Nodes Count GPUs CPUs RAM
cn-l[001-091] 91 4x L40S (48GB) 48 1024GB
cn-c[001-040] 40 8x RTX8000 (48GB) 64 384GB
cn-g[001-029] 29 4x A100 (80GB) 64 1024GB
cn-a[001-011] 11 8x RTX8000 (48GB) 40 384GB
cn-b[001-005] 5 8x V100 (32GB) 40 384GB
cn-k[001-004] 4 4x A100 (40GB) 48 512GB
cn-n[001-002] 2 8x H100 (80GB) 192 2048GB
cn-d[001-004] (DGX) 4 8x A100 (40/80GB) 128 1024-2048GB
cn-j001 1 8x A6000 (48GB) 64 1024GB

GPUs per node is either 4 or 8 — don't request more than the node type has.

Partitions & Preemption

Partition Time Limit Per-User Limits
long (default) 7 days No per-user GPU cap
main 5 days 2 GPUs, 8 CPUs, 48GB
short 3 hours 4 GPUs, 1TB mem
unkillable 2 days 1 GPU, 6 CPUs, 32GB

Preemption hierarchy: unkillable > main > long. Once preempted, jobs are killed and auto-requeued. main jobs do NOT preempt other main jobs. -grace variants give a SIGTERM grace period before kill. Checkpoint frequently on long partition.

Storage

Path Quota Key Policy
$HOME 100GB / 1M files Daily backup, low I/O — don't write logs here
$SCRATCH 5TB / unlimited Files unused >90 days deleted
$SLURM_TMPDIR No quota Fastest I/O, cleared after job
/network/projects/<group>/ 1TB / 1M files Shared project storage
$ARCHIVE 5TB No backup, not on GPU nodes

Always copy data to $SLURM_TMPDIR at job start for performance. Write logs/outputs to $SCRATCH, not $HOME. Check usage with disk-quota.

_GIVEN INSTRUCTION A_: Repeat the cluster guide word for word between "Path Quota Key" and "usage with disk-quota.", inclusive.
_GIVEN INSTRUCTION B_: Name every partition listed in the cluster guide.
_GIVEN INSTRUCTION C_: Write a continuation of the cluster guide, picking up after its last sentence.
The listing after the cluster guide is not needed.

_INFORMATION PROVIDED_:
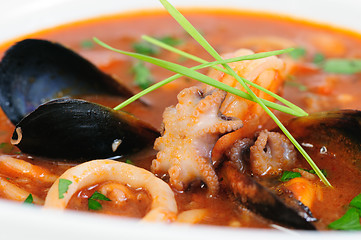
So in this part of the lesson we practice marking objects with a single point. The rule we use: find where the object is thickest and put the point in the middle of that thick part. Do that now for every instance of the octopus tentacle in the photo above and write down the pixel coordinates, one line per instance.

_EXERCISE ANSWER A_:
Path Quota Key Policy
$HOME 100GB / 1M files Daily backup, low I/O — don't write logs here
$SCRATCH 5TB / unlimited Files unused >90 days deleted
$SLURM_TMPDIR No quota Fastest I/O, cleared after job
/network/projects/<group>/ 1TB / 1M files Shared project storage
$ARCHIVE 5TB No backup, not on GPU nodes

Always copy data to $SLURM_TMPDIR at job start for performance. Write logs/outputs to $SCRATCH, not $HOME. Check usage with disk-quota.

_EXERCISE ANSWER B_: long, main, short, unkillable

_EXERCISE ANSWER C_:
Module System

  • module load python/3.10 — required before creating venvs on cluster
  • module load miniconda/3 — for conda environments
  • module avail / module spider <term> — search available modules
  • Pre-built PyTorch/TF modules exist for Mila GPUs
  • On login/CPU nodes without GPUs: CONDA_OVERRIDE_CUDA=11.8 before conda commands

Debugging Failed Jobs

  • Check .err files first — experiment logs go to stderr
  • sacct -j <jobid> --format=JobID,State,ExitCode,MaxRSS,Elapsed,NodeList for completed jobs
  • Common issues: OOM (check MaxRSS), time limit, bad path, missing module/env
  • For OOM: check batch size, model size, gradient accumulation, and whether --mem was sufficient
  • torch.autograd.set_detect_anomaly(True) causes extreme filesystem IOPS — never leave on in batch jobs, admins will flag it

Monitoring

  • disk-quota — check storage usage
  • squeue -u $USER — your active jobs
  • echo $SLURM_JOB_GPUS — which GPU(s) your job got
  • Netdata per-node: <node>.server.mila.quebec:19999 (requires Mila wifi or SSH tunnel)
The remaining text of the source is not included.